TEXT PROVIDED -
It takes a movie about how awful the workplace can be to show us how much we need work.
And in one of those cinematic paradoxes that make films so much fun to dissect, the best movies on working life are about women getting hounded from their jobs.
In the grand tradition of “Norma Rae,” “Silkwood,” “Erin Brockovich” and other movies about women fighting to gain ground, “North Country” opened Friday as an eloquent portrayal of people struggling to earn their way in the world. Given the near-universal need to do something useful and get paid for it, it’s amazing how often Hollywood ignores the workplace as a stage for drama.
But when major filmmakers and major stars punch the clock in search of rich material, the results are more than just satisfying stories. They can sound a call to action, offer inspiration for an entire class, or at the very least demand some serious soul-searching from the audience.
“Tough and heroic women in films actually have a very powerful role in showing that women can be heroes as much as men,” said Sherrie Inness, a professor of literature and women’s studies at Miami University of Ohio and author of “Tough Girls: Women Warriors and Wonder Women in Popular Culture.”
Inness likes to cite Sigourney Weaver as Ripley in the “Alien” series as a “working girl,” even if the setting is science fiction.

TASKS FOR THIS EXERCISE -
[a] In the listing, swap "wooden" for "metal" in the stretch from the line containing "each like [301,139]." through the end of the listing, and give those lines again with nothing else altered.
[b] Carry on the piece about movies on working life from the point where it stops.

SUPPLIED INFORMATION -
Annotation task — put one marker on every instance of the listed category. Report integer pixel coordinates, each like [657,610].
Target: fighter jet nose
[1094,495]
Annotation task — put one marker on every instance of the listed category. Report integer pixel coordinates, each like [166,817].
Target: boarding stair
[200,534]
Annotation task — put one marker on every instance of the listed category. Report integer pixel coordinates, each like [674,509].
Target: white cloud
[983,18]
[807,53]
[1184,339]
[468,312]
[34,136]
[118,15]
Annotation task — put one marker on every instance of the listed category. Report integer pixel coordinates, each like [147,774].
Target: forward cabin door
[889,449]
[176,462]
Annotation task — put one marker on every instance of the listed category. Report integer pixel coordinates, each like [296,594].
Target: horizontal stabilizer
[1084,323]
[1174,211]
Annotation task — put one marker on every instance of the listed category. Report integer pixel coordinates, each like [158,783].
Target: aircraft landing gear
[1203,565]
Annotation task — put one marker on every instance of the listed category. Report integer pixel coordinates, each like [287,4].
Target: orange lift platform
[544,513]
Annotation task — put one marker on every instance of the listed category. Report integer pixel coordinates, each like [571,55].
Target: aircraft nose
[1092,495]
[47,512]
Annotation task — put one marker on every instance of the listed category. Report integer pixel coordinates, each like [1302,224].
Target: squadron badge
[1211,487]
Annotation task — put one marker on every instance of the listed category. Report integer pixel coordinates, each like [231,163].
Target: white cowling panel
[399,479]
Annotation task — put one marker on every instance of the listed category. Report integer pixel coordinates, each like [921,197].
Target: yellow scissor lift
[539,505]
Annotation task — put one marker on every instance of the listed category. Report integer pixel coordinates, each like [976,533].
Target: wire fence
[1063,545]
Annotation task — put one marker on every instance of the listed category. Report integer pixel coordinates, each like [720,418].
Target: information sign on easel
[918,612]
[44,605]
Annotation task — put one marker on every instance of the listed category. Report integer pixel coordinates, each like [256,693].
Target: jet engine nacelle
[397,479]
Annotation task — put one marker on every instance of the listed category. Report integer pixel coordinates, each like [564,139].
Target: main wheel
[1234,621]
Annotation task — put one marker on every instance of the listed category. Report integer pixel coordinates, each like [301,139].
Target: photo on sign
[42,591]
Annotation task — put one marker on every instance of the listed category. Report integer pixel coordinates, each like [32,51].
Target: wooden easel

OUTPUTS FOR THE TASKS -
[a]
Annotation task — put one marker on every instance of the listed category. Report integer pixel coordinates, each like [301,139].
Target: photo on sign
[42,591]
Annotation task — put one marker on every instance of the listed category. Report integer pixel coordinates, each like [32,51].
Target: metal easel

[b]
“It’s the same idea of a woman who ends up having to do this ‘man’s job,’ and ending up being more of a hero than anyone else,”
Inness said. For work and pleasure, she said, she has sat with many groups of women and watched movies, and she argues they have “a direct impact on how women might lead their own lives.”
“North Country” should continue the laudable tradition of Oscar nominations for women in workplace roles. Charlize Theron plays Josey Aimes, a fictional character based solidly on the true case of Minnesota iron miner Lois Jenson. A few years after a court order opened up the traditionally male mines to women, the single mother Jenson took a job and suffered relentless harassment.
That a job can be a grind is nothing new. But “North Country,” “Norma Rae” and “Silkwood” are far from being anti-work polemics. The often overlooked messages of these movies is how much fun work can be, and how much it can change your life – male or female – to be a breadwinner.
For all her beauty, Theron as Aimes revels in the mine country uniform of coveralls, hard hat and thick safety glasses. With her first check, she takes her kids out to a hamburger restaurant and sheds tears of joy, as her son taunts her: “I knew you were going to cry.” Josey doesn’t even mind scouring out the mine’s dust pits with a fire hose, so long as she’s not jumped by abusive co-workers.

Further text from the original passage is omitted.